What is required: Starting at the first line and ending at the last, repeat the material word for word.
[Record set Boundary: Start]
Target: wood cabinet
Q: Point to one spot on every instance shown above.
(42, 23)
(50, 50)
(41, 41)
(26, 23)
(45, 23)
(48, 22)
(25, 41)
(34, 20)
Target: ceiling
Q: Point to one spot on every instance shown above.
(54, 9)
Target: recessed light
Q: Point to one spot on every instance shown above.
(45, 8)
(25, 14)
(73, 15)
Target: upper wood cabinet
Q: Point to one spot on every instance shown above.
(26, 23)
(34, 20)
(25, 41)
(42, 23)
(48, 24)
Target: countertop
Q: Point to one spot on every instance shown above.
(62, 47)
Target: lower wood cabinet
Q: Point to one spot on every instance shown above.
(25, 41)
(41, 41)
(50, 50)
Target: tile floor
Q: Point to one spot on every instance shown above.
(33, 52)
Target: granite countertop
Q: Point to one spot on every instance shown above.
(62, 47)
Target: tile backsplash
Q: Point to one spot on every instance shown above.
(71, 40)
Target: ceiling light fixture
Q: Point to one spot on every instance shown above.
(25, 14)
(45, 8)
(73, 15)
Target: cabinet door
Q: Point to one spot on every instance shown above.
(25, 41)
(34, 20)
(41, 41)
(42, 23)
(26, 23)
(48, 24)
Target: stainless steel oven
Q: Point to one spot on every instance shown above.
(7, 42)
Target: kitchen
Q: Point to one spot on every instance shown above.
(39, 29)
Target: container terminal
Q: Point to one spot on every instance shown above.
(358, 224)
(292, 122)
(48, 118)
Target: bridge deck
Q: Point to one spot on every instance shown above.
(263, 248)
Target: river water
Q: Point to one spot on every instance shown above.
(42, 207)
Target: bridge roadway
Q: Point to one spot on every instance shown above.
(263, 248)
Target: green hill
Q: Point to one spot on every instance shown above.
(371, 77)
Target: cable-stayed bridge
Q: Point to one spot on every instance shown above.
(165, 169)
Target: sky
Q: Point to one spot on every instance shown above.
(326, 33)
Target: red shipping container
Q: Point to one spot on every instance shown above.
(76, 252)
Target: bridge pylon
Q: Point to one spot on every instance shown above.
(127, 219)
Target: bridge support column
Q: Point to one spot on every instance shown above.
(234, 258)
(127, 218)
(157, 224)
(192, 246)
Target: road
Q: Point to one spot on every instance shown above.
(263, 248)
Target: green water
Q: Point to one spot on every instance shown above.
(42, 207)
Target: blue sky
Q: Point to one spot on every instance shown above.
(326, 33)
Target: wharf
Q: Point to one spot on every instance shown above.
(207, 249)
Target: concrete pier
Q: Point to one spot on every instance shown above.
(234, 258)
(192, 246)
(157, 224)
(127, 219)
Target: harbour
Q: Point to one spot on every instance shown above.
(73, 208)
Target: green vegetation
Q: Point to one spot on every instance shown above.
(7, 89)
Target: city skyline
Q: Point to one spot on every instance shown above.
[Record set Boundary: End]
Task output:
Target: wood cabinet
Q: Point to one spot on every instance shown above.
(42, 23)
(50, 50)
(41, 41)
(26, 23)
(45, 23)
(48, 22)
(25, 41)
(34, 20)
Target: ceiling
Q: Point to one spot on every instance shown above.
(54, 9)
Target: recessed light
Q: Point to one spot on every instance shown above.
(45, 8)
(25, 14)
(73, 15)
Target: upper wood cabinet
Q: Point to one spot on every instance shown above.
(26, 23)
(34, 20)
(25, 41)
(42, 23)
(48, 24)
Target: countertop
Q: Point to one spot on every instance shown above.
(62, 47)
Target: lower wood cabinet
Q: Point to one spot on every instance shown above.
(25, 41)
(41, 41)
(50, 50)
Target: tile floor
Q: Point to one spot on every instance shown above.
(33, 52)
Target: granite countertop
Q: Point to one spot on every instance shown above.
(62, 47)
Target: tile backsplash
Q: Point to one spot on every instance shown above.
(71, 40)
Target: ceiling light fixture
Q: Point to one spot on every instance shown above.
(25, 14)
(45, 8)
(73, 15)
Target: cabinet door
Q: Point to one spot on every instance shown above.
(25, 41)
(34, 20)
(41, 41)
(42, 23)
(26, 23)
(48, 24)
Target: stainless steel oven
Q: Point to one spot on every instance shown above.
(7, 42)
Target: kitchen
Q: Point to one spot on every instance shown above.
(39, 29)
Target: container terminal
Q: Point to one spot on every instance shown above.
(358, 224)
(292, 122)
(48, 118)
Target: bridge deck
Q: Point to one spot on every instance shown above.
(263, 248)
Target: river water
Q: Point to one spot on every instance shown above.
(42, 207)
Target: bridge roadway
Q: Point to one spot on every instance shown above.
(263, 248)
Target: green hill
Q: Point to one spot on every instance shown above.
(371, 77)
Target: cable-stayed bridge
Q: Point to one spot on every instance shown above.
(165, 169)
Target: sky
Q: Point to one spot on every instance shown above.
(326, 33)
Target: red shipping container
Q: Point to one spot on every instance shown above.
(76, 252)
Target: bridge pylon
Q: Point to one spot on every instance shown above.
(127, 219)
Target: bridge support column
Q: Point to one spot on every instance shown above.
(234, 258)
(127, 218)
(157, 224)
(192, 246)
Target: road
Q: Point to one spot on every instance shown above.
(263, 248)
Target: green water
Q: Point to one spot on every instance shown above.
(42, 207)
Target: blue sky
Q: Point to one spot on every instance shown above.
(326, 33)
Target: wharf
Q: Point to one spot on every instance shown above.
(207, 249)
Target: concrete pier
Q: Point to one spot on every instance shown above.
(234, 258)
(192, 246)
(157, 224)
(127, 219)
Target: harbour
Q: Point to one spot on every instance shown above.
(73, 208)
Target: green vegetation
Q: Point to one spot on every instance shown above.
(7, 89)
Target: city skyline
Q: Point to one spot on every instance shown above.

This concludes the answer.